Write what comes next in the abstract on all-but-many lossy trapdoor functions below, starting after its last sentence.

(EXTRACTED TEXT):
☆ ☆ ☆ ☆ ☆
**All-But-Many Lossy Trapdoor Functions**

*Dennis Hofheinz*

**Abstract: **We put forward a generalization of lossy trapdoor functions (LTFs). Namely, all-but-many lossy trapdoor functions (ABM-LTFs) are LTFs that are parametrized with tags. Each tag can either be injective or lossy, which leads to an invertible or a lossy function. The interesting property of ABM-LTFs is that it is possible to generate an arbitrary number of lossy tags by means of a special trapdoor, while it is not feasible to produce lossy tags without this trapdoor.

Our definition and construction can be seen as generalizations of all-but-one LTFs (due to Peikert and Waters) and all-but-N LTFs (due to Hemenway et al.). However, to achieve ABM-LTFs (and thus a number of lossy tags which is not bounded by any polynomial), we have to employ some new tricks. Concretely, we give two constructions that employ ``disguised'' variants of the Waters, resp. Boneh-Boyen signature schemes to make the generation of lossy tags hard without trapdoor. In a nutshell, lossy tags simply correspond to valid signatures. At the same time, tags are disguised (i.e., suitably blinded) to keep lossy tags indistinguishable from injective tags.

ABM-LTFs are useful in settings in which there are a polynomial number of adversarial challenges (e.g., challenge ciphertexts). Specifically, building on work by Hemenway et al., we show that ABM-LTFs can be used to achieve selective opening security against chosen-ciphertext attacks. One of our ABM-LTF constructions thus yields the first SO-CCA secure encryption scheme with compact ciphertexts (O(1) group elements) whose efficiency does not depend on the number of challenges. Our second ABM-LTF construction yields an IND-CCA (and in fact SO-CCA) secure encryption scheme whose security reduction is independent of the number of challenges and decryption queries.
☆ ☆ ☆ ☆ ☆
(RECORDED INFORMATION):
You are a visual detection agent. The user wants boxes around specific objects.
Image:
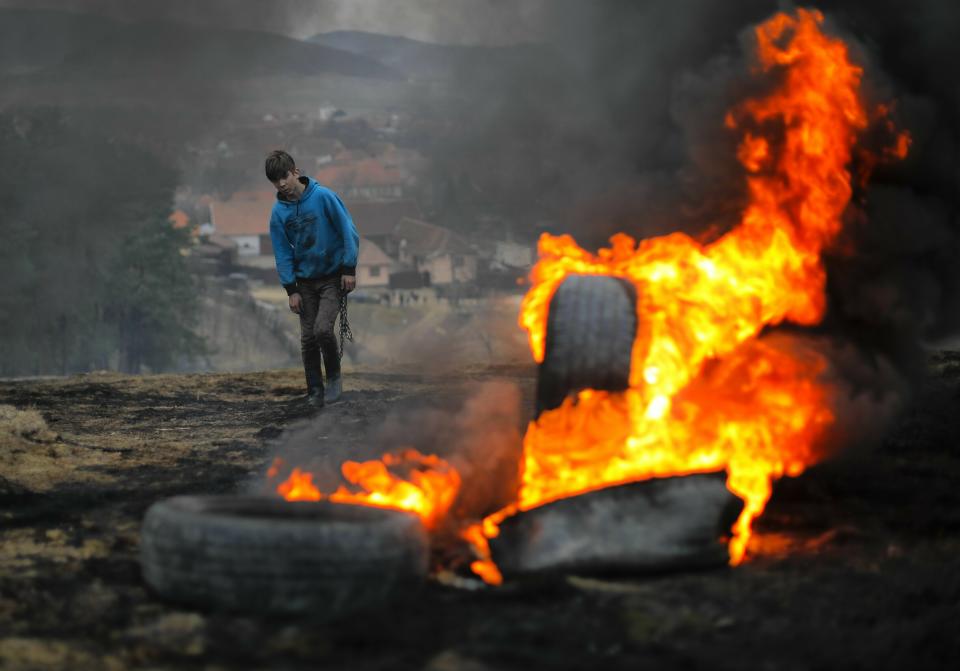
☆ ☆ ☆ ☆ ☆
(RESULT OF THE EXERCISE):
**Category / Keywords: **public-key cryptography / lossy trapdoor functions, public-key encryption, selective opening attacks

**Original Publication**** (with major differences): **IACR-EUROCRYPT-2012
**DOI: **10.1007/978-3-642-29011-4_14

**Date: **received 10 May 2011, last revised 4 Apr 2017

**Contact author: **Dennis Hofheinz at kit edu

**Available format(s): **PDF | BibTeX Citation

**Note: **Update (2011-07-29): rearranged, fixed a small bug in proof of DCR-based construction, fixed typos. Update (2011-10-10): improved lossiness analysis of DCR-based construction. (Lossiness actually already follows in rings Z_{N^s} for s>=3.) Update (2011-12-30): incorporated referee comments. Update (2013-03-18): Closed technical gap in discussion of SIM-SO-CCA security. (Previous description of Opener algorithm was much too oversimplified.) Update (2013-10-29): added missing grant information. Update (2017-04-04): corrected flaw in PKE construction and proof.

**Version: **20170404:130042 (All versions of this report)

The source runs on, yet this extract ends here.